[Dataset records]
# # # #

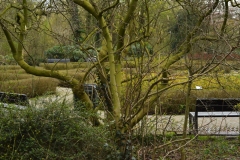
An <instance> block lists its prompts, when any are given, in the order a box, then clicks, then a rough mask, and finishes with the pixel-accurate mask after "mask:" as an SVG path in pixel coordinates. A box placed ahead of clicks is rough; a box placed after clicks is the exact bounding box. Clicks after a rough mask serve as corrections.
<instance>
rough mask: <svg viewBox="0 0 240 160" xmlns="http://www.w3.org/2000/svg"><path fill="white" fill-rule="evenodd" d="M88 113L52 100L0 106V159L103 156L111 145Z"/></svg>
mask: <svg viewBox="0 0 240 160" xmlns="http://www.w3.org/2000/svg"><path fill="white" fill-rule="evenodd" d="M91 114H92V113H86V112H82V111H81V112H78V111H72V110H70V109H69V108H68V107H67V104H60V103H57V102H54V103H52V104H47V106H46V107H45V108H44V109H36V108H35V107H29V108H27V109H25V110H17V109H11V110H10V109H8V110H6V109H3V108H2V107H1V108H0V115H1V119H0V124H1V130H0V159H59V160H70V159H72V160H73V159H92V160H99V159H107V156H108V155H109V154H111V153H112V151H113V148H114V147H112V145H111V144H110V143H109V142H110V135H109V132H107V131H106V129H105V127H103V126H102V127H92V126H91V124H90V123H89V121H88V117H89V116H91Z"/></svg>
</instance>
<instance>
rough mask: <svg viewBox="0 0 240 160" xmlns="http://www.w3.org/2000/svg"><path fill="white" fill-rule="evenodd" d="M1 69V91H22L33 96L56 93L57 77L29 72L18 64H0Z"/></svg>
mask: <svg viewBox="0 0 240 160" xmlns="http://www.w3.org/2000/svg"><path fill="white" fill-rule="evenodd" d="M0 71H1V74H0V91H1V92H12V93H21V94H26V95H27V96H28V97H30V98H31V97H36V96H40V95H44V94H46V93H54V92H55V91H56V87H57V86H58V85H59V81H58V80H56V79H53V78H47V77H37V76H33V75H31V74H27V73H26V72H25V71H24V70H23V69H21V68H20V67H19V66H17V65H7V66H6V65H4V66H0Z"/></svg>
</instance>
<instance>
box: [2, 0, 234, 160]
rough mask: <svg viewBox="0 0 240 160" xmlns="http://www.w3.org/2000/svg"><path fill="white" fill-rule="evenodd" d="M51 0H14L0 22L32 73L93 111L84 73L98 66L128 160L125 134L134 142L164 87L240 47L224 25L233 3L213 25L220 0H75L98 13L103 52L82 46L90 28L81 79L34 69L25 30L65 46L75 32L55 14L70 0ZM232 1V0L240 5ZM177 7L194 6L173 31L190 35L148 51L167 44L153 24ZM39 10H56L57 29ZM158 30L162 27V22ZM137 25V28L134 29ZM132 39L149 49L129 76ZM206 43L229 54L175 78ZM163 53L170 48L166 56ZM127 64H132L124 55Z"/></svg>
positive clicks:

# # # #

__Task to carry out__
Check each line of the entries for the string "clicks". Copy the lines that have it.

__Answer to this task__
An <instance> block lists its prompts, when any are given, in the order a box, then clicks, then a rough mask, and finishes with the pixel-accurate mask after "mask:" as an SVG path in pixel coordinates. A box placed ahead of clicks is rough; a box placed after clicks is the exact bounding box. Clicks after a rough mask serve as corrections.
positive clicks:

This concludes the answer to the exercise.